**Items**

──────

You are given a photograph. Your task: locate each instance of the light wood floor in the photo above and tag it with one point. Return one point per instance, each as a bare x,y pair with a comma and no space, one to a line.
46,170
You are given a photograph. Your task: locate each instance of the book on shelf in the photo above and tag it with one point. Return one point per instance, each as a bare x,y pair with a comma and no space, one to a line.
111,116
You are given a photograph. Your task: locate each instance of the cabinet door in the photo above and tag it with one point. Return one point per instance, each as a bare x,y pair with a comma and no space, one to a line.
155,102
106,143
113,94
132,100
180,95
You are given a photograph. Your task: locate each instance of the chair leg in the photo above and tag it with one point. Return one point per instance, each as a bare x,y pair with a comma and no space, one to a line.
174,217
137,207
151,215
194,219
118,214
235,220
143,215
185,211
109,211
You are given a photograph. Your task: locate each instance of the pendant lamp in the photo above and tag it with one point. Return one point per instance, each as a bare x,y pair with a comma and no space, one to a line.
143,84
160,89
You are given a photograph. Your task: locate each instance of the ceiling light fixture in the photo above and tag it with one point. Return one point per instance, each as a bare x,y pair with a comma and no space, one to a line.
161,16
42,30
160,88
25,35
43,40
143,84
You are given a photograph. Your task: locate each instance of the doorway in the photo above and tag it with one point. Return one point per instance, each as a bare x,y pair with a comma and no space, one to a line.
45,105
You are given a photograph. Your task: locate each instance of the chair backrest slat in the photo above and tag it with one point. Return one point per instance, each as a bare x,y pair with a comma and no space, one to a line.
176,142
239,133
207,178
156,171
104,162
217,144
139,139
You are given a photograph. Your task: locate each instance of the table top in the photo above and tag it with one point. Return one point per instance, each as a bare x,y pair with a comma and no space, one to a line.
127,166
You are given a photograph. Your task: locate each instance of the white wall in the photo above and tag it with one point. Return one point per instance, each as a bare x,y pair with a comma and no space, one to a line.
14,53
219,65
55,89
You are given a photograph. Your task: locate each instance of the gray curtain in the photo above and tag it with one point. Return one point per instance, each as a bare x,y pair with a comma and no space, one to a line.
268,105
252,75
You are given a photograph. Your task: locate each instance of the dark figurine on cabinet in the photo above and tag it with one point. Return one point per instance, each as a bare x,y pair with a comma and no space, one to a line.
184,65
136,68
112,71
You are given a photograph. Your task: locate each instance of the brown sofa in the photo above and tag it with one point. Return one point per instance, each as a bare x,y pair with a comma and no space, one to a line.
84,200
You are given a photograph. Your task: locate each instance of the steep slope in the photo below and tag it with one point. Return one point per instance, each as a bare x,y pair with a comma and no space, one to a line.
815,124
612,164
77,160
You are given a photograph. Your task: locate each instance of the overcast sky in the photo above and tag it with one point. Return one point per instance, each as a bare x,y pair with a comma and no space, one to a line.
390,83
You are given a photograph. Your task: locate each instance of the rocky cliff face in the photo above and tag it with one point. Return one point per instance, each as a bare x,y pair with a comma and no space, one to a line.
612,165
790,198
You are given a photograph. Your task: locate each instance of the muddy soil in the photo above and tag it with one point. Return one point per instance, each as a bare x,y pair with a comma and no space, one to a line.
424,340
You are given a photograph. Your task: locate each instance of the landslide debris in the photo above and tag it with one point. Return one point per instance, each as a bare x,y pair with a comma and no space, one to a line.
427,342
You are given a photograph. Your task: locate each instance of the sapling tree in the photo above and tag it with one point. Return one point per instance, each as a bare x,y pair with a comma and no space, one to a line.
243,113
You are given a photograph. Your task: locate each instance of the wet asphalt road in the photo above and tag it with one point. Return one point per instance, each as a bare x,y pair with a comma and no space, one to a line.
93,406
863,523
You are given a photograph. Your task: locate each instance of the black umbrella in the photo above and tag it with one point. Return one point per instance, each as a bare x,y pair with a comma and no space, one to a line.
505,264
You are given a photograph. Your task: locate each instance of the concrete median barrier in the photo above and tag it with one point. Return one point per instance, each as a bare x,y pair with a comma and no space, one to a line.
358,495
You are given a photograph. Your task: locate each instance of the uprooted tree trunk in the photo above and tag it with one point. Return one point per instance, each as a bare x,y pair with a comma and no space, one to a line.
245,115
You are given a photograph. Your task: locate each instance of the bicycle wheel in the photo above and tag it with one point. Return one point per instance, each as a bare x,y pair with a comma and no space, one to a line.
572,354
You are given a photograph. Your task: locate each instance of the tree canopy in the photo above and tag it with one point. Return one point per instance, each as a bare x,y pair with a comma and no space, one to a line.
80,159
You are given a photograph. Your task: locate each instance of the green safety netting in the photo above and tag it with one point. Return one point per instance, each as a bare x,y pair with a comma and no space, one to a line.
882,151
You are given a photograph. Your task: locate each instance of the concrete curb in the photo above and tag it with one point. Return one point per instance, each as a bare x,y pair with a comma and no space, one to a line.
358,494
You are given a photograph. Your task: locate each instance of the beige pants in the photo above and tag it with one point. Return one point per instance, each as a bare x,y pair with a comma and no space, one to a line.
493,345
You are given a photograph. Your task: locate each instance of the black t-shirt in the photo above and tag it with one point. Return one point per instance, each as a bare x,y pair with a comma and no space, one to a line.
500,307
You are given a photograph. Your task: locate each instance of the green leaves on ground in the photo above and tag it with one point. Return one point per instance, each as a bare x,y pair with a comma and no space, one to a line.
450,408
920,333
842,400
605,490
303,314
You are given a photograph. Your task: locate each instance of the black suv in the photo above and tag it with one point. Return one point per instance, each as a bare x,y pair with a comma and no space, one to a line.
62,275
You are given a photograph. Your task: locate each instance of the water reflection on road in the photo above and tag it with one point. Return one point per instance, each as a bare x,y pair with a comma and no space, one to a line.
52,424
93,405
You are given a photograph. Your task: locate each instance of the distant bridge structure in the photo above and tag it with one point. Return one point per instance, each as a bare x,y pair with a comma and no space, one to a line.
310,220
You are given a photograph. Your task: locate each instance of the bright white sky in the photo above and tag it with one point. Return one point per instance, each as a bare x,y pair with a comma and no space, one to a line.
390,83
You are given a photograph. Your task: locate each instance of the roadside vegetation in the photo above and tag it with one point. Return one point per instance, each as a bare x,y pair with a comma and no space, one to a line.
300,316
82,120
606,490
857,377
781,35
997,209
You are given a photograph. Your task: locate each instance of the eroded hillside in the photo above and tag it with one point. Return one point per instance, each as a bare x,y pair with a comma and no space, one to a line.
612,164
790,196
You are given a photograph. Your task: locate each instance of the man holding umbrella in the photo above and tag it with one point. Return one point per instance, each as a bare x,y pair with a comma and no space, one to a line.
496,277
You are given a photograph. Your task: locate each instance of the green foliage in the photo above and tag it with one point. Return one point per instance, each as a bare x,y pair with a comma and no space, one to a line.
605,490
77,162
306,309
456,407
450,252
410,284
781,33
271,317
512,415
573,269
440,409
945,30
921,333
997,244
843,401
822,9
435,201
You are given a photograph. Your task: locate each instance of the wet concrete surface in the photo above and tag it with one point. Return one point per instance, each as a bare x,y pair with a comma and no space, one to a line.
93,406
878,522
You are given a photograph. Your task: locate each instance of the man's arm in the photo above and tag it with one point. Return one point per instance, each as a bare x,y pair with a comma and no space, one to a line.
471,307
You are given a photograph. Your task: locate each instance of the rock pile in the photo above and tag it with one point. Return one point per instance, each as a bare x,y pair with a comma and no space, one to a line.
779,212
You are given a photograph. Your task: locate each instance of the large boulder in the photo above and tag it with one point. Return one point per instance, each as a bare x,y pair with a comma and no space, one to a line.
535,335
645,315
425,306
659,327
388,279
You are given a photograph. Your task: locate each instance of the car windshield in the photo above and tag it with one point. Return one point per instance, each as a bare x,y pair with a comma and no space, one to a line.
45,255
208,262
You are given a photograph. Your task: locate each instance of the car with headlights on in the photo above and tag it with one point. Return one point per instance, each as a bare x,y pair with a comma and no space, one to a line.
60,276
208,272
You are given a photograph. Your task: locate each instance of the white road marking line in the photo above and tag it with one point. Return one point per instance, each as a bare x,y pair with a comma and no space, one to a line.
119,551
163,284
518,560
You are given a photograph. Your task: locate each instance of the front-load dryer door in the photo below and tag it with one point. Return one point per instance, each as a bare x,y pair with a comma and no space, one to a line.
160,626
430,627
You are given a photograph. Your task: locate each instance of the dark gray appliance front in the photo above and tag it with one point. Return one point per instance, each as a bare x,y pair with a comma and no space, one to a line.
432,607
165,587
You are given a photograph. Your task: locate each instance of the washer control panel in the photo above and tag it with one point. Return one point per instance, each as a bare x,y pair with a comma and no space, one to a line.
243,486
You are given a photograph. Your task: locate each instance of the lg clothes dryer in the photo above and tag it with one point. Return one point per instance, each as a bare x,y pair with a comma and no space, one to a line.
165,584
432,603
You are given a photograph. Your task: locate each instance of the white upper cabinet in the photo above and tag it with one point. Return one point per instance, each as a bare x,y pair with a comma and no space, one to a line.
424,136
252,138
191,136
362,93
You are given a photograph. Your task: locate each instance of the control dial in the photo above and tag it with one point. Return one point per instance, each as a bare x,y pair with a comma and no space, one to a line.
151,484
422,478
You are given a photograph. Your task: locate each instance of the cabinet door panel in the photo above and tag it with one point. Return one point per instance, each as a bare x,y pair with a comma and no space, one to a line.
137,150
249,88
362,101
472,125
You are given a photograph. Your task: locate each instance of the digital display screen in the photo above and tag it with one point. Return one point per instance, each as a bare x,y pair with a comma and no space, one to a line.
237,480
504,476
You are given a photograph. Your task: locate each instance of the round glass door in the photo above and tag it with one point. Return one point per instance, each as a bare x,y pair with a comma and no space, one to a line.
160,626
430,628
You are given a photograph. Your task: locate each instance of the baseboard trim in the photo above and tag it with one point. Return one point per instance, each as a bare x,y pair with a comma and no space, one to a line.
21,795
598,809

──────

**Goal**
From the line containing "of the digital" down to the last line, reproduce the records exactly. Include both ends.

**Complete answer**
You are given a photograph. Your task: locate each instance of the digital display screen in the photo above and tag it with one point. Return one point per instance, each as a bare x,y pair with a comma and no space, one to a line.
237,480
504,476
You are given a photograph. Your task: locate each instance of the round glass door in the photo above and tag it with one point. Return one point per instance, each as a bare x,y pair with a comma and no space, one to a line.
160,626
430,628
You are given a photograph. Your task: locate each instance of the baseboard trim in the photo above and tag it with one point. Return one point per instance, each as a bare x,y pair with a comma and no space, one to a line.
21,795
598,809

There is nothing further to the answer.